DATA RECORDS →
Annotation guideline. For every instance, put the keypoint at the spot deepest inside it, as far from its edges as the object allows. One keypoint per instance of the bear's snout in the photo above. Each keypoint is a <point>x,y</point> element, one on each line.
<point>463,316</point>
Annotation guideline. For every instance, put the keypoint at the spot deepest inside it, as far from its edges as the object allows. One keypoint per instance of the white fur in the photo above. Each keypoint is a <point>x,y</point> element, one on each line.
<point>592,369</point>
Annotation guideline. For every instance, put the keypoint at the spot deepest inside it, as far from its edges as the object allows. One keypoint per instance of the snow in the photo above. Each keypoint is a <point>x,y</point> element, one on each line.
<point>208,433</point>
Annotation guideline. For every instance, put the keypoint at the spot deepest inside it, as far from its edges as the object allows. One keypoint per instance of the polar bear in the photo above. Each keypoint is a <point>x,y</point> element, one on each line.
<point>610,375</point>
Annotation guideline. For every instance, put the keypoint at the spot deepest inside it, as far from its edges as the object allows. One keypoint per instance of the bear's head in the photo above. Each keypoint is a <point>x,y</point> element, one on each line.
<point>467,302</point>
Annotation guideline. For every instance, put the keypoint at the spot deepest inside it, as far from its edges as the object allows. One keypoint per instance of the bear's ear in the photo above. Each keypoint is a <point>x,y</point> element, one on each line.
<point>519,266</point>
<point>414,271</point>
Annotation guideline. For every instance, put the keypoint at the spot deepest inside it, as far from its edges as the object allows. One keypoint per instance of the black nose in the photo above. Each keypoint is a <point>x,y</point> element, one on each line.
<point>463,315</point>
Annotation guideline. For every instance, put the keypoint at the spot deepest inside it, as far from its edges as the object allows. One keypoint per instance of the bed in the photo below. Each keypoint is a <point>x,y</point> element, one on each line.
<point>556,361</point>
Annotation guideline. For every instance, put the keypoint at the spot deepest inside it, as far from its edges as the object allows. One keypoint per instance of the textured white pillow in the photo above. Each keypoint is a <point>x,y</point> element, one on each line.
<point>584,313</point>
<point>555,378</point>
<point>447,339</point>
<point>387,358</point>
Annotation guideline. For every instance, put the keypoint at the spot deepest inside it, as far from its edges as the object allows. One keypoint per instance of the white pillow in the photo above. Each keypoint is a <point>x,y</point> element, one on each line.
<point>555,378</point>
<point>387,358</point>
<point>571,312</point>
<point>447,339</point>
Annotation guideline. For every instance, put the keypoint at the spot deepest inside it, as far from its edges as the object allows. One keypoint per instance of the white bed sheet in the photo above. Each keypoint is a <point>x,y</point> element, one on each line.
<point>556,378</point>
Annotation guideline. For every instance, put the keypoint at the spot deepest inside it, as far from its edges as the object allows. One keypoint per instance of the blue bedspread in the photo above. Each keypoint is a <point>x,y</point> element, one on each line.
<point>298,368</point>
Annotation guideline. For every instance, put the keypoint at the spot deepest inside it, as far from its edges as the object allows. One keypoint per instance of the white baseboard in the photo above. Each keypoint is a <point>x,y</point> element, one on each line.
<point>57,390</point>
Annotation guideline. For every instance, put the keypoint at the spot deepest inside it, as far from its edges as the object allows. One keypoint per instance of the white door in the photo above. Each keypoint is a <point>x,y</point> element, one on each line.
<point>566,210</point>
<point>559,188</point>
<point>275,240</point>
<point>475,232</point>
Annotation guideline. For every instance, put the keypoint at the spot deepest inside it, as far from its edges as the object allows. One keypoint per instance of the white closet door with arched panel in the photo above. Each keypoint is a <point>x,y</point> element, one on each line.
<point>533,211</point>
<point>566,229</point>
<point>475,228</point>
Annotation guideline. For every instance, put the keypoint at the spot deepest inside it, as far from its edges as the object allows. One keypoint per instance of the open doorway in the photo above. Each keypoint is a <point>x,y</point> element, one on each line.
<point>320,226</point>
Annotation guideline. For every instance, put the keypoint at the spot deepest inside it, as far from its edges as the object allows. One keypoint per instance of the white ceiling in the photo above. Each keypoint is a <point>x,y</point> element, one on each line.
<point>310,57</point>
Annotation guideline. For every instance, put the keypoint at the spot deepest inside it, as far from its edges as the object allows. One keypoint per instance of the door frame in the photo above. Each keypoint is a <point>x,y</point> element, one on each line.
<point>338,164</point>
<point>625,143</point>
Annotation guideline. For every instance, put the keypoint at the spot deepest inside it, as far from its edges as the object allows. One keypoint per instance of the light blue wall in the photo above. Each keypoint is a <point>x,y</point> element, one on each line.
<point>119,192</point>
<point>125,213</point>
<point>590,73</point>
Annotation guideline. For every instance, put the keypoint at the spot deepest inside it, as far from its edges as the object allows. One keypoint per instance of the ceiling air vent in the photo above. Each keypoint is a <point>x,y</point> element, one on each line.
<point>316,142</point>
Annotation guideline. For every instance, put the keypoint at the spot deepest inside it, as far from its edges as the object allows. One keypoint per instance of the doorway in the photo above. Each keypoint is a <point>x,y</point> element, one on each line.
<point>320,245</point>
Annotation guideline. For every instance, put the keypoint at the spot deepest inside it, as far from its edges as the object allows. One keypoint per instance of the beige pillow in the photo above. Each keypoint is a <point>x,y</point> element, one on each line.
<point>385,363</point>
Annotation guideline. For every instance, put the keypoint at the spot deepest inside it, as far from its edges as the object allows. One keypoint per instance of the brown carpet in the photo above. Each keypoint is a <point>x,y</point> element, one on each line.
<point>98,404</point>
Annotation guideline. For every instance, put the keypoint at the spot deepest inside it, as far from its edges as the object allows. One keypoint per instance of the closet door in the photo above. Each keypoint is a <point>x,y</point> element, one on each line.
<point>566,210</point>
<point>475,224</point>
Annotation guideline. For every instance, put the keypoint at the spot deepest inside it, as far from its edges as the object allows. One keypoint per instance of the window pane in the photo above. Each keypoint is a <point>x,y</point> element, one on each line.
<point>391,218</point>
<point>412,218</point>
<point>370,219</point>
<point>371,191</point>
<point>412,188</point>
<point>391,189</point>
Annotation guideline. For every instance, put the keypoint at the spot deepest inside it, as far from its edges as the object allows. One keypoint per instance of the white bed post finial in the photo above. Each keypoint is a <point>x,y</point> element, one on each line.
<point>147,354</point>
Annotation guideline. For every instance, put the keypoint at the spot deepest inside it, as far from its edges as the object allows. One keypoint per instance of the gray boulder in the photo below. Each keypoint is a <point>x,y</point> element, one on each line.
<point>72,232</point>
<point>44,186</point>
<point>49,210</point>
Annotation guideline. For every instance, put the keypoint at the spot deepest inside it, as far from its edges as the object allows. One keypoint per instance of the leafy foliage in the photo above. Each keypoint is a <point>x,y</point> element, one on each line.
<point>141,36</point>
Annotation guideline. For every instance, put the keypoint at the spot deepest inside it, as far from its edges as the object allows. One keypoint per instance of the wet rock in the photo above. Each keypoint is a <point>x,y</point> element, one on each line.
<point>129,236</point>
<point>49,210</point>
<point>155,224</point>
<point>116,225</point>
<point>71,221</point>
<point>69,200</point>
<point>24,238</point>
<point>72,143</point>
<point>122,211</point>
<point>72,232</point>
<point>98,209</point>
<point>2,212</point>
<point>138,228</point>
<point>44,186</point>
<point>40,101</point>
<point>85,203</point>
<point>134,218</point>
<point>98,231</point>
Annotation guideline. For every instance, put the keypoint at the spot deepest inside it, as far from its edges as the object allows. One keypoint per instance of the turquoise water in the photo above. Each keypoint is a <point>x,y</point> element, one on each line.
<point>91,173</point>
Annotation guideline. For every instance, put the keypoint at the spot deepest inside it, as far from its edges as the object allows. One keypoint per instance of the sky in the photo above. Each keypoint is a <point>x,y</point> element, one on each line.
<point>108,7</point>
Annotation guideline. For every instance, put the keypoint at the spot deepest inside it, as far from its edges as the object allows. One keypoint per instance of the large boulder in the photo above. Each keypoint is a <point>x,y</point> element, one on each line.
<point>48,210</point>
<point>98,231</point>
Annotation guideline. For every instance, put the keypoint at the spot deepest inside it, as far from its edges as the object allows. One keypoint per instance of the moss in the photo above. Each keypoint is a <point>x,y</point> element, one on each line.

TASK DESCRIPTION →
Reproduce only the lines of the listing from the one containing "of the large" through the end of the listing, inclusive, switching "moss" to "lichen" and keeping everything else the same.

ANSWER TO THIS TASK →
Annotation guideline. For every instance, put the keypoint at the spot deepest inside it, as far from its edges as the object allows. One keypoint per instance of the large boulder in the photo above. Each keypoint is a <point>x,y</point> element, one on each line.
<point>48,210</point>
<point>98,231</point>
Annotation guideline. For every instance, put the keypoint at the spot deepest inside it, as far from its edges as the object allows. One keypoint per instance of the lichen in the photo above. Each keypoint is a <point>x,y</point> element, one on each line.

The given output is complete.